§ Task to complete
Reproduce the whole forum post below about AQL on ath10k and OpenWrt 21.02 builds, word for word.

§ Passage to read
>> BEGIN

AQL and the ath10k is *lovely*

You can download latest 21.02-SNAPSHOT image from https://asu.aparcar.org/ or https://downloads.openwrt.org/releases/21.02-SNAPSHOT/targets/ipq806x/generic/ (ipq806x, for example). The 21.02-SNAPSHOT build contains the latest commits from 21.02 git branch so it is a bit more stable compared to git "master" SNAPSHOT build.

OK, good to know.

I guess I'm basically wondering about the differences I see, in the shortlog list for "Heads" and the corresponding "Tags" In other words, I see in "Tags" for say, 19.07.8, with all the commits up to the release date. In "Heads" for the same release, I see commits that were submitted past the release date.

Assumably, those are later commits that could apply to that release (seeing different sets for different ver's) and maybe one could build a release with them in it. I don't know about that.

This is all about educating myself on what's up to what, which versions have which level of a particular feature's development, etc.

And, I used to run the latest nightly snapshots, usually with great results, till they occasionally didn't... and there was great gnashing of teeth in the happy home... Then, there's the added package incompatibility if you want to add something later.

So back to my question, on how much of the latest stuff is in 21.02.0, I am opening windows between version's shortlists and comparing... one way to do it I guess. And between 19.07.8, 21.02.0 and Master, we have 3 sets of commits. ka2017's list are all earlier last year and that's in 21.02.0, except for that last one, but I'm wondering about castie's statement. I see it in Master, but not 21.02.0. Please show me if I'm wrong...

Lastly, I believe I've read that the virtual time developments are just coming out and some or all may not be in the current release version. And maybe a bugfix with the most recent hasn't migrated to Master yet, as well? :wink: Would be nice if there was a clearer "status of the project", but I also don't want to joggle elbows of the developers who devote their time to work out this stuff...

>> END

§ Data lines
>> BEGIN

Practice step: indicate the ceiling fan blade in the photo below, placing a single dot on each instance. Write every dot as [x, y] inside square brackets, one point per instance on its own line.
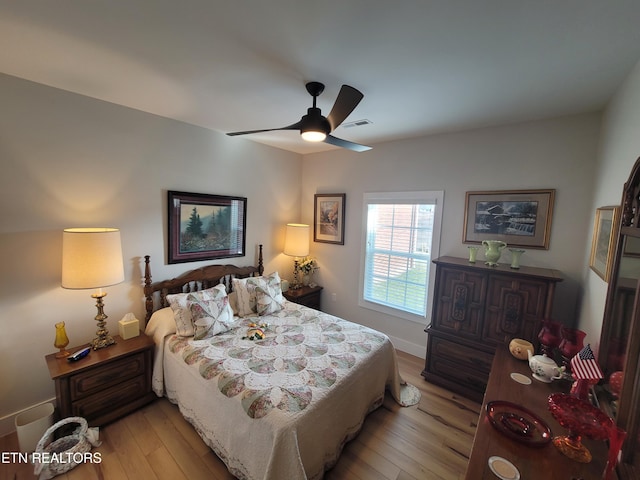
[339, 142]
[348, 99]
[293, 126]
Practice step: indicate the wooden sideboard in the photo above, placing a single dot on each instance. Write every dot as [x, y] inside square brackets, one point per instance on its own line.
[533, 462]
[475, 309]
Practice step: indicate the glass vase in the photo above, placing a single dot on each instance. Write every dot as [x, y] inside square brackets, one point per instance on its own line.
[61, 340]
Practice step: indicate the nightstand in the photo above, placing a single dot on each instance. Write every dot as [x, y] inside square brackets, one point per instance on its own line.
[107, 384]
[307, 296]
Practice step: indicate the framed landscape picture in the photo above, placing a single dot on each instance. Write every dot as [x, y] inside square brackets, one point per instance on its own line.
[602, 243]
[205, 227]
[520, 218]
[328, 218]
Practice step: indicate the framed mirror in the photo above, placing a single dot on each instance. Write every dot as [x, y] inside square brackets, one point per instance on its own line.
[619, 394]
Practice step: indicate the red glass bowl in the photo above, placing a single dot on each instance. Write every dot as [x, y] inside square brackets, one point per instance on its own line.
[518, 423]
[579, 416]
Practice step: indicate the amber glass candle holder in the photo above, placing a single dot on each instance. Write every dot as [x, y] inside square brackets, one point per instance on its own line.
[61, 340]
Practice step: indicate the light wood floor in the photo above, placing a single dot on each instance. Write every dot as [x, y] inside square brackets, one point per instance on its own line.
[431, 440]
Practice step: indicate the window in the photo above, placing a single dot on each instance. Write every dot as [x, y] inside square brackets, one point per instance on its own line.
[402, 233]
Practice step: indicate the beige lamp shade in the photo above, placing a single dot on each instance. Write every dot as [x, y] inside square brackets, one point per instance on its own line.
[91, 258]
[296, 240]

>> END

§ Task answer
AQL and the ath10k is *lovely*

You can download latest 21.02-SNAPSHOT image from https://asu.aparcar.org/ or https://downloads.openwrt.org/releases/21.02-SNAPSHOT/targets/ipq806x/generic/ (ipq806x, for example). The 21.02-SNAPSHOT build contains the latest commits from 21.02 git branch so it is a bit more stable compared to git "master" SNAPSHOT build.

OK, good to know.

I guess I'm basically wondering about the differences I see, in the shortlog list for "Heads" and the corresponding "Tags" In other words, I see in "Tags" for say, 19.07.8, with all the commits up to the release date. In "Heads" for the same release, I see commits that were submitted past the release date.

Assumably, those are later commits that could apply to that release (seeing different sets for different ver's) and maybe one could build a release with them in it. I don't know about that.

This is all about educating myself on what's up to what, which versions have which level of a particular feature's development, etc.

And, I used to run the latest nightly snapshots, usually with great results, till they occasionally didn't... and there was great gnashing of teeth in the happy home... Then, there's the added package incompatibility if you want to add something later.

So back to my question, on how much of the latest stuff is in 21.02.0, I am opening windows between version's shortlists and comparing... one way to do it I guess. And between 19.07.8, 21.02.0 and Master, we have 3 sets of commits. ka2017's list are all earlier last year and that's in 21.02.0, except for that last one, but I'm wondering about castie's statement. I see it in Master, but not 21.02.0. Please show me if I'm wrong...

Lastly, I believe I've read that the virtual time developments are just coming out and some or all may not be in the current release version. And maybe a bugfix with the most recent hasn't migrated to Master yet, as well? :wink: Would be nice if there was a clearer "status of the project", but I also don't want to joggle elbows of the developers who devote their time to work out this stuff...